Exercise goal: Count every line below that holds "scarf". Number only.

Provided records:

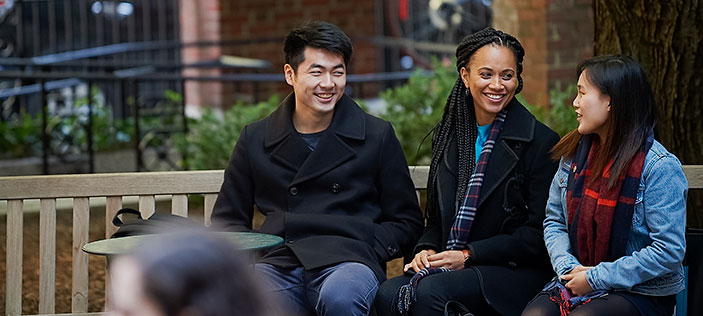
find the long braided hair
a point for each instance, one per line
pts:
(459, 119)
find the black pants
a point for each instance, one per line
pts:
(616, 304)
(433, 292)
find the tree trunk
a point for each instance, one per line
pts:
(666, 37)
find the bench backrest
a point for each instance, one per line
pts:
(115, 186)
(145, 185)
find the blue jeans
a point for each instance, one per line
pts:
(348, 288)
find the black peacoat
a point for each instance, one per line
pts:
(351, 199)
(505, 241)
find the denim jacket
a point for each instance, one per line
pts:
(656, 243)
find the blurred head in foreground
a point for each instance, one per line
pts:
(185, 274)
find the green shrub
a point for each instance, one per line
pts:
(22, 137)
(211, 138)
(415, 107)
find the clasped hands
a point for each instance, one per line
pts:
(450, 259)
(576, 281)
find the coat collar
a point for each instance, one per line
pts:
(287, 147)
(519, 126)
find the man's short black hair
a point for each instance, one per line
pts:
(316, 34)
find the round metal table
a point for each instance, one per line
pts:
(252, 242)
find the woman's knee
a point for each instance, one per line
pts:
(541, 306)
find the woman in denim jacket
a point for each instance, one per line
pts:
(615, 218)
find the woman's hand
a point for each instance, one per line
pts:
(450, 259)
(577, 282)
(420, 261)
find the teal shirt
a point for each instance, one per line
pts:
(481, 138)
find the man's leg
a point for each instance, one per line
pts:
(286, 286)
(347, 288)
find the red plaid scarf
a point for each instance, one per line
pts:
(599, 217)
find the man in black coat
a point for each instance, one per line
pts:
(330, 179)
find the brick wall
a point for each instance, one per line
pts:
(200, 22)
(569, 40)
(556, 35)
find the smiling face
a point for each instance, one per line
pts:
(592, 108)
(491, 77)
(318, 82)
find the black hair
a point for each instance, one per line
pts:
(316, 34)
(201, 272)
(632, 112)
(459, 119)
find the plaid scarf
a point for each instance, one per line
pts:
(459, 234)
(600, 217)
(567, 302)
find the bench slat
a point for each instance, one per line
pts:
(179, 205)
(47, 255)
(112, 205)
(147, 205)
(13, 298)
(111, 184)
(81, 224)
(209, 205)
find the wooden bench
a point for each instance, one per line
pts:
(114, 187)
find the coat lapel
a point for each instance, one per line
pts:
(288, 148)
(504, 158)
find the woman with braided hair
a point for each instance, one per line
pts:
(616, 214)
(487, 190)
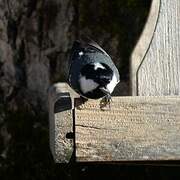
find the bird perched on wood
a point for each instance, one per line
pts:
(92, 73)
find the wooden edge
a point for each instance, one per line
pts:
(60, 98)
(143, 44)
(139, 128)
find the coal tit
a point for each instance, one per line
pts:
(92, 73)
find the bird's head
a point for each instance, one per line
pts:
(97, 80)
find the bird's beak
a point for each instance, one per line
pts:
(104, 90)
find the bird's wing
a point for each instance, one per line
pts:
(84, 40)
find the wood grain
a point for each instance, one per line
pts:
(159, 73)
(143, 44)
(135, 128)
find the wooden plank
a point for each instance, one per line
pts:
(135, 128)
(61, 101)
(159, 73)
(143, 44)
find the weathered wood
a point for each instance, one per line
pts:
(143, 44)
(61, 100)
(135, 128)
(159, 71)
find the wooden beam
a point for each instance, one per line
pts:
(156, 71)
(134, 128)
(143, 45)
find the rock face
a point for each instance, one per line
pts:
(36, 37)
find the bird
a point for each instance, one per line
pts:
(92, 73)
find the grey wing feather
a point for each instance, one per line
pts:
(87, 41)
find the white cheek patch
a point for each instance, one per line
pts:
(87, 85)
(98, 65)
(112, 84)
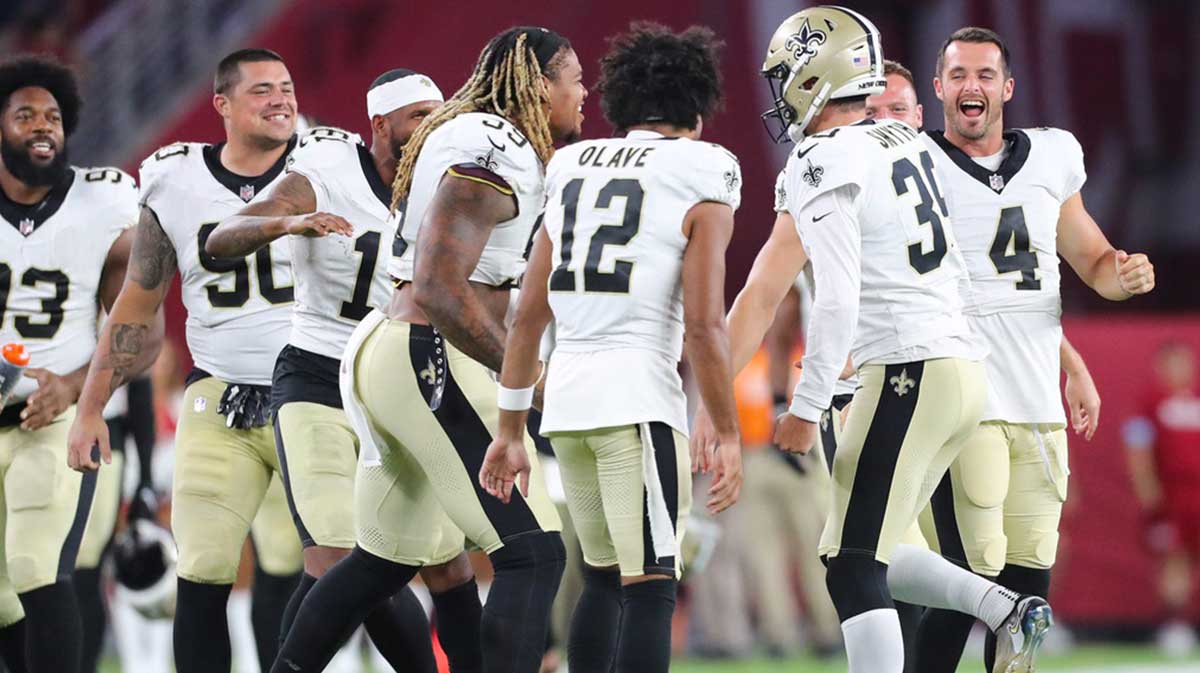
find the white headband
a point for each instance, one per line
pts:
(393, 95)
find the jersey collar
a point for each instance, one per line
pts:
(27, 218)
(382, 191)
(995, 180)
(246, 187)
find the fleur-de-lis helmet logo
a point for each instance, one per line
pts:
(804, 44)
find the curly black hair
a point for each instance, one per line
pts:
(654, 76)
(52, 76)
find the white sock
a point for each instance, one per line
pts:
(874, 642)
(923, 577)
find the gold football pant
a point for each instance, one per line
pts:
(906, 426)
(629, 492)
(43, 514)
(1002, 499)
(430, 463)
(221, 480)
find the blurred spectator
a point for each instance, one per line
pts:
(1163, 446)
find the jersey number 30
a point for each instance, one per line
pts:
(617, 281)
(903, 170)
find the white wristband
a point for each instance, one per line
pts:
(514, 398)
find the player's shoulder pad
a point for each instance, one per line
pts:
(490, 142)
(714, 173)
(323, 146)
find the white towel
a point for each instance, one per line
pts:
(369, 440)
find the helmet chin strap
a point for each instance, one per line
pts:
(796, 131)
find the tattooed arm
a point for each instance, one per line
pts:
(130, 341)
(453, 236)
(288, 210)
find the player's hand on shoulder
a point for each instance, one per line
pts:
(726, 475)
(505, 463)
(88, 443)
(52, 397)
(702, 442)
(1135, 274)
(795, 434)
(318, 224)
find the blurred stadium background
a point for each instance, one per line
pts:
(1115, 72)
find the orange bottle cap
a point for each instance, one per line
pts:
(16, 354)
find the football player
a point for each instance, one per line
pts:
(635, 230)
(415, 377)
(64, 245)
(334, 205)
(239, 317)
(1017, 204)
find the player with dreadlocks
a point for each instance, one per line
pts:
(415, 380)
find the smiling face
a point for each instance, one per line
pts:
(567, 96)
(898, 101)
(33, 143)
(261, 108)
(973, 88)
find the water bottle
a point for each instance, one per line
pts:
(13, 360)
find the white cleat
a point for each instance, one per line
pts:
(1020, 636)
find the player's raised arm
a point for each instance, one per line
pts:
(507, 462)
(456, 228)
(130, 340)
(291, 209)
(1114, 274)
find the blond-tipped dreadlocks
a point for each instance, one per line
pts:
(507, 82)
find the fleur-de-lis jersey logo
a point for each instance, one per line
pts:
(430, 373)
(487, 161)
(813, 175)
(804, 44)
(903, 384)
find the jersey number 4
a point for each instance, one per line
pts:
(617, 281)
(51, 305)
(903, 170)
(239, 295)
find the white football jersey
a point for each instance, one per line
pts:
(339, 278)
(615, 216)
(910, 305)
(239, 311)
(52, 257)
(1007, 224)
(805, 284)
(493, 144)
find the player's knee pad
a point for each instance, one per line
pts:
(857, 583)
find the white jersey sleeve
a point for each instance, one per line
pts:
(52, 262)
(339, 278)
(477, 146)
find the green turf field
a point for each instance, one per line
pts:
(1116, 659)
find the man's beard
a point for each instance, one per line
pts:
(22, 166)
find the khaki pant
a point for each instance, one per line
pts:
(629, 492)
(222, 480)
(783, 512)
(905, 427)
(43, 510)
(1002, 499)
(430, 466)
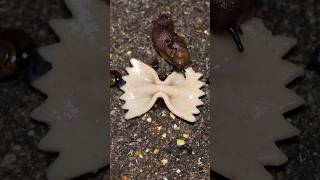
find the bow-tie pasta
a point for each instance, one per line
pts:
(143, 87)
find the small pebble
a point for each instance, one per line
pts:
(164, 135)
(185, 135)
(164, 161)
(8, 160)
(176, 128)
(155, 151)
(181, 142)
(172, 115)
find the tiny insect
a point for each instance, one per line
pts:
(228, 14)
(169, 44)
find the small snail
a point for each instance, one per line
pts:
(168, 44)
(228, 14)
(8, 65)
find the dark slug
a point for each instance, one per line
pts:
(19, 56)
(169, 44)
(228, 14)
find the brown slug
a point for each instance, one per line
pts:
(168, 44)
(228, 14)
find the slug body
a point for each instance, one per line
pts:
(168, 44)
(228, 14)
(19, 56)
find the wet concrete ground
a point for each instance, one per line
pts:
(19, 135)
(146, 147)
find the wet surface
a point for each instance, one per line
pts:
(158, 145)
(19, 135)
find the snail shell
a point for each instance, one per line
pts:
(168, 44)
(8, 64)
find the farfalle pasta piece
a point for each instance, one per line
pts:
(143, 87)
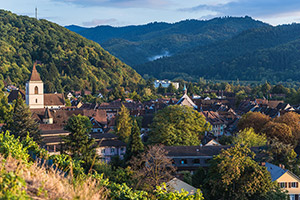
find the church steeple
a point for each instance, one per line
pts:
(34, 74)
(35, 90)
(184, 89)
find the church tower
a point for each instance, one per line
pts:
(35, 90)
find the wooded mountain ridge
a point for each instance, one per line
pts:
(66, 60)
(227, 48)
(139, 44)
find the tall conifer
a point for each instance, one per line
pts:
(123, 128)
(21, 123)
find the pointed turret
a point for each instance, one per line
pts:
(34, 74)
(185, 100)
(48, 119)
(184, 89)
(35, 90)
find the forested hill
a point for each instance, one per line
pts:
(67, 60)
(268, 53)
(139, 44)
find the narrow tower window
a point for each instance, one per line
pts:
(36, 90)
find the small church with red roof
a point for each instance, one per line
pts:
(35, 96)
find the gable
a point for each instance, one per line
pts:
(288, 177)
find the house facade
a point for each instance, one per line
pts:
(286, 180)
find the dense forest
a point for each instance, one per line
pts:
(268, 53)
(139, 44)
(66, 60)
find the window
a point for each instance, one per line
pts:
(282, 185)
(292, 197)
(293, 184)
(112, 150)
(183, 161)
(196, 161)
(36, 90)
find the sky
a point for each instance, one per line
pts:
(90, 13)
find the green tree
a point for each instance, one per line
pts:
(178, 125)
(5, 108)
(21, 124)
(171, 88)
(135, 144)
(292, 120)
(278, 152)
(78, 143)
(255, 120)
(161, 89)
(250, 138)
(123, 128)
(279, 130)
(235, 175)
(265, 88)
(152, 167)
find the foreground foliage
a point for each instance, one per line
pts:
(234, 174)
(61, 177)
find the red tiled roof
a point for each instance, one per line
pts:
(14, 95)
(54, 99)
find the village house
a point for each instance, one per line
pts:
(165, 84)
(110, 146)
(35, 96)
(217, 122)
(185, 100)
(286, 180)
(190, 158)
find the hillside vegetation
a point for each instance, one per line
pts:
(66, 60)
(139, 44)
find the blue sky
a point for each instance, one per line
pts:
(132, 12)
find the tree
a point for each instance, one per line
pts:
(161, 89)
(250, 138)
(265, 88)
(5, 108)
(234, 175)
(135, 144)
(123, 128)
(78, 143)
(178, 125)
(21, 124)
(255, 120)
(280, 131)
(171, 88)
(152, 167)
(278, 152)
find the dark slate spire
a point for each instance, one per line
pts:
(35, 76)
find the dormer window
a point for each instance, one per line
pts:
(36, 90)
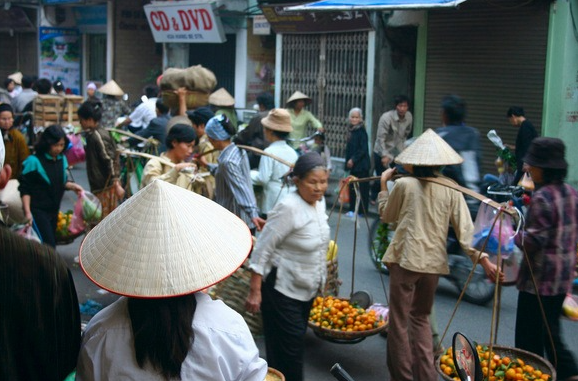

Answer to this task: 2